- [Task directions]: Rewrite each of the records below with "outline" swapped for "trace" and nothing else altered. Leave the pictures out.

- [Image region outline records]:

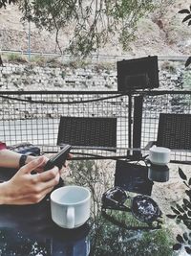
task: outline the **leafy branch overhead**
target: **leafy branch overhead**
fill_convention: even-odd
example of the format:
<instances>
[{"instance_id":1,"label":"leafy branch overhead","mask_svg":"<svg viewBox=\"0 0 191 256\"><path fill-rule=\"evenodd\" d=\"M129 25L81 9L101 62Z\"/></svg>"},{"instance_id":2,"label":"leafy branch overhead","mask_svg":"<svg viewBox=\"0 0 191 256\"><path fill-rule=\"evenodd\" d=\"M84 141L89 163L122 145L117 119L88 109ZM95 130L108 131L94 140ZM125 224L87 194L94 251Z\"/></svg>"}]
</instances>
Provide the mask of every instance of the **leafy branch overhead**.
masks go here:
<instances>
[{"instance_id":1,"label":"leafy branch overhead","mask_svg":"<svg viewBox=\"0 0 191 256\"><path fill-rule=\"evenodd\" d=\"M35 23L40 29L55 32L61 53L87 56L117 38L123 49L134 38L138 21L156 8L155 0L0 0L0 8L17 4L23 20ZM60 34L69 32L68 46L63 46Z\"/></svg>"},{"instance_id":2,"label":"leafy branch overhead","mask_svg":"<svg viewBox=\"0 0 191 256\"><path fill-rule=\"evenodd\" d=\"M191 254L191 177L188 178L180 168L179 175L186 187L187 198L183 198L180 205L176 203L175 206L171 206L173 214L168 214L167 217L176 220L177 223L183 223L187 228L182 235L177 235L177 243L173 249L180 250L184 247L185 251Z\"/></svg>"},{"instance_id":3,"label":"leafy branch overhead","mask_svg":"<svg viewBox=\"0 0 191 256\"><path fill-rule=\"evenodd\" d=\"M179 11L180 14L186 14L186 16L182 19L182 22L188 22L188 26L191 25L191 5L189 9L182 9ZM189 57L185 62L185 67L189 66L191 63L191 57Z\"/></svg>"}]
</instances>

- [Complete output]:
task: trace the **leafy branch overhead**
target: **leafy branch overhead**
fill_convention: even-odd
example of the format:
<instances>
[{"instance_id":1,"label":"leafy branch overhead","mask_svg":"<svg viewBox=\"0 0 191 256\"><path fill-rule=\"evenodd\" d=\"M129 25L81 9L101 62Z\"/></svg>"},{"instance_id":2,"label":"leafy branch overhead","mask_svg":"<svg viewBox=\"0 0 191 256\"><path fill-rule=\"evenodd\" d=\"M84 141L89 163L122 145L117 119L88 109ZM95 130L108 131L94 140ZM125 224L87 194L94 251Z\"/></svg>"}]
</instances>
Provide the mask of every instance of the **leafy branch overhead**.
masks go here:
<instances>
[{"instance_id":1,"label":"leafy branch overhead","mask_svg":"<svg viewBox=\"0 0 191 256\"><path fill-rule=\"evenodd\" d=\"M35 23L40 29L55 32L61 53L87 56L117 38L123 49L134 38L138 21L156 8L155 0L0 0L0 8L17 4L23 20ZM60 34L69 32L68 46L63 46Z\"/></svg>"},{"instance_id":2,"label":"leafy branch overhead","mask_svg":"<svg viewBox=\"0 0 191 256\"><path fill-rule=\"evenodd\" d=\"M191 254L191 177L188 178L180 168L179 175L186 187L187 198L183 198L180 205L176 203L175 206L171 206L173 214L168 214L167 217L176 220L177 223L183 223L187 228L182 235L177 235L177 243L173 249L180 250L184 247L185 251Z\"/></svg>"},{"instance_id":3,"label":"leafy branch overhead","mask_svg":"<svg viewBox=\"0 0 191 256\"><path fill-rule=\"evenodd\" d=\"M179 11L180 14L186 14L186 16L182 19L182 22L188 22L188 26L191 25L191 5L189 9L182 9ZM189 57L185 62L185 67L189 66L191 63L191 57Z\"/></svg>"}]
</instances>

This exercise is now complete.